··· Records for the exercise ···
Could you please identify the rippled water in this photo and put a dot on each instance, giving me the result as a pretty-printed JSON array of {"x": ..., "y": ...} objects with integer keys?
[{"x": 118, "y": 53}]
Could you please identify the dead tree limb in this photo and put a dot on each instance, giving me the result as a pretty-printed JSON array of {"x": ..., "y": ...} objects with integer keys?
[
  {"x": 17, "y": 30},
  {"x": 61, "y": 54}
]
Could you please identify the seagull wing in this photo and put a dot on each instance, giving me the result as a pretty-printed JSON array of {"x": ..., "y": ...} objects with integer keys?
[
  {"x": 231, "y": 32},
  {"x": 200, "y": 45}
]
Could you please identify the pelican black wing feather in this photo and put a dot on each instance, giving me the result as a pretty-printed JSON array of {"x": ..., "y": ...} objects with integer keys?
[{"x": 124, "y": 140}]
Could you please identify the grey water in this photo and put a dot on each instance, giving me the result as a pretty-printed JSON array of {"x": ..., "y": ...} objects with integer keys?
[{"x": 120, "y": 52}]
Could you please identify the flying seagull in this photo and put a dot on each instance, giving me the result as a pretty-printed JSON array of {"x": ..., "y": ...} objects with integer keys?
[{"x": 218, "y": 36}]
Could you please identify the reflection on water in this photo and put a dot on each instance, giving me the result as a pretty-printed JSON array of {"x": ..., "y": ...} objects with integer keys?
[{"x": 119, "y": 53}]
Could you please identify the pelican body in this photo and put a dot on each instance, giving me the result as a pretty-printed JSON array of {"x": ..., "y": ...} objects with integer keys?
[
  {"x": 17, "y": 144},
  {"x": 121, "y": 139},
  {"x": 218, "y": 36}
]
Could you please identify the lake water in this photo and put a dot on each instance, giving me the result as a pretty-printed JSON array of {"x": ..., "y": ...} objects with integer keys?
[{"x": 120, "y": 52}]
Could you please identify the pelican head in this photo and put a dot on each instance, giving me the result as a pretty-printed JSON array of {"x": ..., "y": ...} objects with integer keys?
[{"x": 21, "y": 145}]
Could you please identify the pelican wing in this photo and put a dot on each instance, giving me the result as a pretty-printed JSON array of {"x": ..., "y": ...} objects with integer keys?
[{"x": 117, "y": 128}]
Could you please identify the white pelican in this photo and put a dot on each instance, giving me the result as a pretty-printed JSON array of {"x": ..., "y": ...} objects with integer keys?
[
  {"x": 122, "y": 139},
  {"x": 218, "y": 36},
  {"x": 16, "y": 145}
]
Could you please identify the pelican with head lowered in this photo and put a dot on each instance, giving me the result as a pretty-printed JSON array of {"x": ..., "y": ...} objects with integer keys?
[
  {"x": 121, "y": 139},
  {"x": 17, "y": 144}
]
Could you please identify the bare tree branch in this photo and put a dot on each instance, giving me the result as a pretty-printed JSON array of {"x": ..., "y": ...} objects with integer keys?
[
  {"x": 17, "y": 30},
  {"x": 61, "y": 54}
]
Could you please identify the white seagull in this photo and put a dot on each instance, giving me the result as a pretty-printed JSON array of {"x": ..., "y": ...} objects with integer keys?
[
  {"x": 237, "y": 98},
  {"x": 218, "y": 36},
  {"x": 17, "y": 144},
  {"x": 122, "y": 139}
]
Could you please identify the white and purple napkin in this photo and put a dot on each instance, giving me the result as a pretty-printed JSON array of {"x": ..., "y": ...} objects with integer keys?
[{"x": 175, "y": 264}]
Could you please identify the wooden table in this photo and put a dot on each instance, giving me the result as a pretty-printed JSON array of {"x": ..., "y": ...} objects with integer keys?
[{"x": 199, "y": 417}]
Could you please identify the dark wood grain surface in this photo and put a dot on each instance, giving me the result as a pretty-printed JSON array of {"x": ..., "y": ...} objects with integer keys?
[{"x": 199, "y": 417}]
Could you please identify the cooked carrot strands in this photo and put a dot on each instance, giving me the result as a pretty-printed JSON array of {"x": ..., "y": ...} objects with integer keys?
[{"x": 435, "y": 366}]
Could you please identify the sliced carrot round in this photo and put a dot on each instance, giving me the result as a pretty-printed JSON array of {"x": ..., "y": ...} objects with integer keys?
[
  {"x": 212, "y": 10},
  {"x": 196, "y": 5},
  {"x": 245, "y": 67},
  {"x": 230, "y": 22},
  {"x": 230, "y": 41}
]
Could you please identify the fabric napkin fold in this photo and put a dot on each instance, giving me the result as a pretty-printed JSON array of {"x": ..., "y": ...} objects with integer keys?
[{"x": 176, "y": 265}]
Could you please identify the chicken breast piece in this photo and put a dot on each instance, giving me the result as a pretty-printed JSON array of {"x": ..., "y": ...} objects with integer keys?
···
All of the material is to be duplicated exactly.

§ Output below:
Could you please identify the rippled water in this photo and put a dot on each instance, giving me the result as a pretty-printed JSON array of {"x": ..., "y": ...} objects with integer keys?
[{"x": 118, "y": 53}]
Could you please identify the dead tree limb in this photo and put a dot on each instance, giving me the result as a pretty-printed JSON array of {"x": ..., "y": ...} objects with integer keys?
[
  {"x": 17, "y": 30},
  {"x": 61, "y": 54}
]
Could you please identify the seagull wing in this photo and put a dot on each instance, giving me the result as a pretty-printed JSON array of {"x": ..., "y": ...} objects with integer keys?
[
  {"x": 231, "y": 32},
  {"x": 200, "y": 45}
]
Could you please identify the pelican black wing feather in this photo and put a dot on each instance, giving me the result as a pretty-printed JSON array of {"x": ..., "y": ...} objects with integer keys?
[{"x": 124, "y": 140}]
Could you please identify the grey water in this photo and put a dot on each instance, giving me the result as a pretty-printed JSON array of {"x": ..., "y": ...} objects with integer keys?
[{"x": 120, "y": 52}]
Could you please identify the flying seagull in this photo and put a dot on each instance, giving me the result as a pretty-printed JSON array of {"x": ..., "y": ...} objects with integer keys?
[{"x": 218, "y": 36}]
Could you please identify the reflection on water in this photo and put a dot on each instance, giving me the result as a pretty-printed JSON array of {"x": ..., "y": ...} objects with integer keys?
[{"x": 119, "y": 53}]
Could you please identify the pelican body in this photo and put a dot on each instance, giving me the result as a pretty-printed JSON array of {"x": ..., "y": ...} objects with integer keys?
[
  {"x": 17, "y": 144},
  {"x": 121, "y": 139},
  {"x": 218, "y": 36}
]
Could you please identify the lake water in this photo and put a dot on each instance, giving me the result as a pretty-printed JSON array of {"x": ..., "y": ...} objects with integer keys?
[{"x": 120, "y": 52}]
Could you please identify the pelican head in this photo and put a dot on each instance, giving me the result as a pretty-printed JSON array of {"x": ..., "y": ...} objects with integer keys?
[{"x": 21, "y": 145}]
Could you please identify the pelican wing in this photo and put a dot on each instance, giving me the result as a pretty-printed JSON array of {"x": ..., "y": ...} objects with integer keys?
[{"x": 117, "y": 128}]
Could you please identify the white pelican in this photo and put a dot on each instance, giving me the result as a pretty-printed JSON array of {"x": ..., "y": ...} objects with integer keys?
[
  {"x": 122, "y": 139},
  {"x": 218, "y": 36},
  {"x": 16, "y": 145}
]
Could you please identify the pelican with head lowered in this photo and put a dot on each instance, giving me the result as a pretty-printed JSON array of {"x": ..., "y": ...} objects with integer keys?
[
  {"x": 121, "y": 139},
  {"x": 17, "y": 144}
]
Could you please identify the bare tree branch in this photo and put a dot on each instance, giving me the result as a pretty-printed JSON array of {"x": ..., "y": ...} objects with integer keys?
[
  {"x": 17, "y": 30},
  {"x": 61, "y": 54}
]
Could you please identify the white seagull in this photo and put a dot on each instance, giving me the result as a pretty-printed JSON array of {"x": ..., "y": ...} objects with integer keys?
[
  {"x": 237, "y": 98},
  {"x": 218, "y": 36},
  {"x": 17, "y": 144},
  {"x": 122, "y": 139}
]
Could you please identify the white and purple napkin in this photo and put a dot on each instance, giving me the result as a pretty-printed JSON array of {"x": ..., "y": ...} objects with integer keys?
[{"x": 175, "y": 264}]
Could you please identify the wooden table in this photo and put a dot on each instance, giving me the result as a pretty-printed JSON array of {"x": ..., "y": ...} objects with integer keys?
[{"x": 199, "y": 417}]
Could you please identify the dark wood grain surface in this photo and put a dot on each instance, giving me the result as a pretty-printed JSON array of {"x": ..., "y": ...} objects with integer keys?
[{"x": 199, "y": 417}]
Could you please identify the cooked carrot strands in this photo and put a dot on each instance, giving me the result as a pretty-printed JSON array of {"x": ..., "y": ...} objects with integer keys?
[{"x": 435, "y": 366}]
Could you please identify the sliced carrot round in this photo and put a dot on each instance, giving me the result as a pretty-printed JSON array of {"x": ..., "y": ...} objects with integer keys?
[
  {"x": 212, "y": 10},
  {"x": 196, "y": 5},
  {"x": 245, "y": 67},
  {"x": 230, "y": 22},
  {"x": 230, "y": 41}
]
Could you please identify the fabric napkin fold in this photo and put a dot on each instance, giving me the result as a pretty-printed JSON array of {"x": ..., "y": ...} objects with integer keys?
[{"x": 176, "y": 265}]
Could you please identify the chicken breast piece in this photo and put a dot on each instance, giving me the result as a pretty-printed JSON array of {"x": ..., "y": ...} objects with integer keys?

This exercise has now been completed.